● TEXT PASSAGE:
--------------------------------------------------
Inflation and supply chain problems: the two factors nearly every company now cites to explain financial results are also to blame for 3M’s lower profit last quarter.
The Maplewood-based company on Tuesday beat analyst estimates for the last three months of 2021, reporting a $1.3 billion profit on $8.6 billion in sales.
For its fourth quarter ending Dec. 31, 3M posted flat sales and a 4.7% drop in profit compared to the same period a year ago, a better performance than company leaders anticipated.
“Our team effectively managed supply chain disruptions, made good progress on pricing actions and controlled costs,” 3M chief executive Mike Roman said in a statement.
The industrial giant’s sales increased 0.3% for the three-month period as it increased prices for its products 2.6%.
A semiconductor shortage, shipping, warehouse and labor challenges, the pandemic and last February’s major winter storm all contributed to “inflationary pressures throughout the year,” said Monish Patolawala, 3M’s chief financial and transformation officer. Price increases helped offset the increased cost of doing business.
--------------------------------------------------
● GIVEN RECORDS:
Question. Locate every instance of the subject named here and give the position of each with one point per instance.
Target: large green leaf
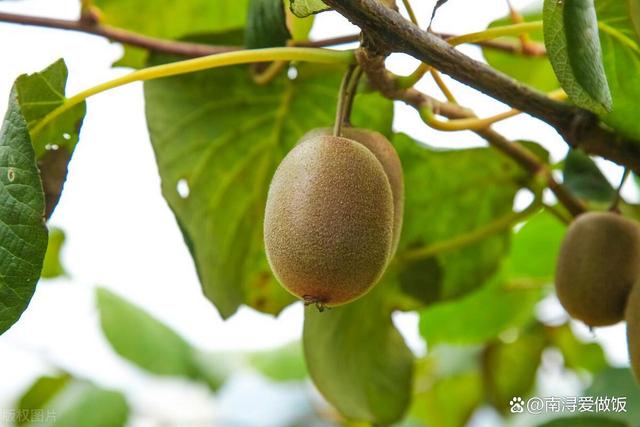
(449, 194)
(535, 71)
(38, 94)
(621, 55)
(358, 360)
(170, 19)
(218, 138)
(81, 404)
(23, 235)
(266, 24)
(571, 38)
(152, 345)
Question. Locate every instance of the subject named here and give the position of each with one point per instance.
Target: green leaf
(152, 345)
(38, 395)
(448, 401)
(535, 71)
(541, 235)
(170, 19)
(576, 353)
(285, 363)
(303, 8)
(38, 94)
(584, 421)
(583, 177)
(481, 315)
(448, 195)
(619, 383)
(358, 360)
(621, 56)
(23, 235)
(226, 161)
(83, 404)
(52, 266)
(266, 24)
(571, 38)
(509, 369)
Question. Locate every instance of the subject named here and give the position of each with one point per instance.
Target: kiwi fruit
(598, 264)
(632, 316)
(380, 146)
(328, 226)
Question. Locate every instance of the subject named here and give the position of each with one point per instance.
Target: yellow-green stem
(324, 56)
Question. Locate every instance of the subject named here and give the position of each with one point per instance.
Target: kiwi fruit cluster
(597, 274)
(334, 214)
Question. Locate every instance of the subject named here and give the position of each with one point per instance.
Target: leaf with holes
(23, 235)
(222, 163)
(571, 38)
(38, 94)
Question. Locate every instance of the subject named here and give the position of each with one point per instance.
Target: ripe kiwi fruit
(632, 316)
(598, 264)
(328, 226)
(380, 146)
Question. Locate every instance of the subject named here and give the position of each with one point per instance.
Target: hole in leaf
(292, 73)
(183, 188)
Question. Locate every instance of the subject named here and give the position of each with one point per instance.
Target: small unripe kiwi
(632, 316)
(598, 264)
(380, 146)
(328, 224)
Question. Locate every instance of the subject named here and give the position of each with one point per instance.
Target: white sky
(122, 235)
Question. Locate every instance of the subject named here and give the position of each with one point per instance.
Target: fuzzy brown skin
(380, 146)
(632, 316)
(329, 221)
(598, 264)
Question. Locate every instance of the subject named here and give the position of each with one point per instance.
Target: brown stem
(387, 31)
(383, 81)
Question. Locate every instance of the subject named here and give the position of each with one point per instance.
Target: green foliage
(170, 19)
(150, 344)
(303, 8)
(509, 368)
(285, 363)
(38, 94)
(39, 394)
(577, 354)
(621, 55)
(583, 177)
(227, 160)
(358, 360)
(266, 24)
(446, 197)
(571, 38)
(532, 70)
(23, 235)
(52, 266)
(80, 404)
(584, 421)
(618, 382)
--------------------------------------------------
● ACTIVITIES:
• 1. In one to three sentences, explain why 3M's profit dropped last quarter, according to the article on 3M's quarterly results.
• 2. Please write the next part of the article on 3M's quarterly results, starting after its last sentence.
The listing has no connection to the article on 3M's quarterly results.

● ANSWERS FOR THE TASKS:
• 1. 3M's profit fell because of inflation and supply chain problems. A semiconductor shortage, shipping, warehouse and labor challenges, the pandemic and the major winter storm the previous February all added to inflationary pressures throughout the year, which raised the cost of doing business.

• 2.
“I think the first half is going to be tougher than the second half of 2022 when it comes to inflation,” he said during a call with investors Tuesday. “We are still seeing sequential increases, but slower, which is good.”
For the entirety of 2021, sales rose nearly 10% year-over-year to $35.3 billion. Profit rose 8% to $5.9 billion.
Each of the company’s four business segments saw growth over the year. In the fourth quarter, sales dropped in the safety and industrial and transportation and electronics units and rose slightly in health care and consumer.
The company’s stock slid about 1.5% in mid-morning trading Tuesday on an overall down day for the market so far.